» EXERCISE INSTRUCTIONS
**A)** Write out the passage on A. sinensis resistance haplotypes word for word, from "Interestingly, beyond Sichuan, both" to "in different regions.".
**B)** Resume the passage on A. sinensis resistance haplotypes, starting right after its final sentence.

» PAGE TEXT
****

Using this NGS approach, 19 VGSC haplotypes of A. sinensis were identified in Sichuan. The eight resistance haplotypes display a patchy distribution, and each sampling location has at least one resistance haplotype (Fig. 4). Notably, H1-F is distributed in all sampling locations except PZH and has an extremely high frequency (77.2%) in NJLC, and it also is the predominant resistance haplotype in other locations (Table 3 and Fig. 4). This observation led us to postulate that H1-F may have better protection and/or lower fitness cost than other kdr-type haplotypes in Sichuan. Special attention thus should be paid to this haplotype in future surveillance.

Interestingly, beyond Sichuan, both H1-F and H7-C have been previously documented in Zhejiang, Henan, Anhui, Guangxi, Guizhou, Hubei, and Jiangsu provinces of China [20, 23, 28,29,30] (see Fig. 1 for location). The wide distribution of H1-F and H7-C in locations that are hundreds of miles apart may suggest possible gene flows between these A. sinensis populations, though we could not exclude the possibility of independent origins of the same haplotype in different regions.

The topology of the ML tree (Fig. 5) and MJ network (Fig. 6) strongly suggests that the resistance mutations are not singly originated. The haplotypes carrying a kdr mutation can be convincingly clustered into two major clades or groups. Specifically, the complex reticulate network in Group 1 supports that divergent evolution may have occurred first, followed by diversification of 1014F haplotypes driven by selection pressure (H3-L → H11-F/H17-F; H6-L → H4-F/H13-F), and eventually converged toward H4-F. By comparison, the evolutionary relationships for haplotypes in Group 2 are relatively straightforward and support multiple 1014F haplotype origins (H12-L → KF927156-F; H2-L → H1-F). Multiple origins of kdr mutations have also been documented in other insect species such as the house fly Musca domestica [31].

****

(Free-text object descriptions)
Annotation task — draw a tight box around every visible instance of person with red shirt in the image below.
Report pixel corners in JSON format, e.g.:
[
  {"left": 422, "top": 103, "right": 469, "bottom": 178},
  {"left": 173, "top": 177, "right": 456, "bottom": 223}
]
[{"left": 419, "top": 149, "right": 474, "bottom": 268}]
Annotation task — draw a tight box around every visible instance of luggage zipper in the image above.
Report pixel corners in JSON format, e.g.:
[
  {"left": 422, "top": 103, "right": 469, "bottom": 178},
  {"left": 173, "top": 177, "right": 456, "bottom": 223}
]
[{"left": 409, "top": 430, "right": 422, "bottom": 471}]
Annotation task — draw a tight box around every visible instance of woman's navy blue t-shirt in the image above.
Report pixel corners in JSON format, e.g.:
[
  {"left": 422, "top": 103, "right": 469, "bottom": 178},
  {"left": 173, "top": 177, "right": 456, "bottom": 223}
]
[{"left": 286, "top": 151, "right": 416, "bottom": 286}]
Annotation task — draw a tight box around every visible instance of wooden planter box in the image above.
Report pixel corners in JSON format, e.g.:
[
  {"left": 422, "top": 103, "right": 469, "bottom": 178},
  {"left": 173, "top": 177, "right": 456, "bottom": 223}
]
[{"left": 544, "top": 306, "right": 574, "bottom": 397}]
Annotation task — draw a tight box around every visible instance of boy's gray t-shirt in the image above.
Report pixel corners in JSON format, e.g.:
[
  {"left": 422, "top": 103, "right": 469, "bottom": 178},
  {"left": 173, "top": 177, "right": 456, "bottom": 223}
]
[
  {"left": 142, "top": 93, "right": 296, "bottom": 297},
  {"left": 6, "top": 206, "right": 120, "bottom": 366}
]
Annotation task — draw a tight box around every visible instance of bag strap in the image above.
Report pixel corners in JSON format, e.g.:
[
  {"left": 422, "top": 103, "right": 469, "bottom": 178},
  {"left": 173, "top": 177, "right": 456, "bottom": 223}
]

****

» RESULTS
**A)**
Interestingly, beyond Sichuan, both H1-F and H7-C have been previously documented in Zhejiang, Henan, Anhui, Guangxi, Guizhou, Hubei, and Jiangsu provinces of China [20, 23, 28,29,30] (see Fig. 1 for location). The wide distribution of H1-F and H7-C in locations that are hundreds of miles apart may suggest possible gene flows between these A. sinensis populations, though we could not exclude the possibility of independent origins of the same haplotype in different regions.

**B)**
Multiple kdr mutations at position 1014 of the VGSC have been reported in several insects [32]. In A. sinensis, three types of kdr mutations (L1014F/C/S) have been documented [14, 23, 30]. The same mutations have been detected in a series of other anophelines [33, 34]. After reviewing the available literature, we found that the classical L1014F appears to be the first selected kdr allele, probably a consequence of DDT application. With global use of pyrethroids, new alternative mutations may emerge [9]. Although the level of pyrethroid resistance conferred by L1014F and L1014H replacement in the house fly is clear [35], to our knowledge, there are no published data about the effect caused by different mutations at position 1014 on insecticide resistance in A. sinensis. Knowledge about insecticide tolerance and fitness associated with different resistance allele will be of importance to understand the evolution of kdr mutations and helpful for developing pest control strategies.

Our network analysis indicated that only one mutational step is able to change TTT-encoding 1014F to 1014C. This observation confirms a sequential evolution from 1014F to 1014C in A. sinensis as proposed in our previous paper [23]. The codon usage may explain this notion: one mutational step can lead to the L1014F (TTG to TTT) or F1014C (TTT to TGT) substitution, while it requires two base mutations to realize the L1014C (TTG to TGT) replacement. However, this is not the case for the two resistance mutations (L1014F and L1014H) in house flies: the 1014F (TTT) allele could not evolve into the 1014H (CAT) allele (or vice versa) [9], because it would require two nucleotide substitutions.

Conclusions

This study adopted the NGS platform for cost-effectively clarifying VGSC haplotypes of A. sinensis and provided information about the types and distribution of the kdr-type mutations at the haplotype level in Sichuan, China. Our results support multiple origins of kdr alleles and confirm a scenario of sequential evolution from TTT-encoding 1014F to 1014C in A. sinensis. These findings will advance our understanding about the evolutionary history of VGSC resistance haplotypes in the malaria vector A. sinensis.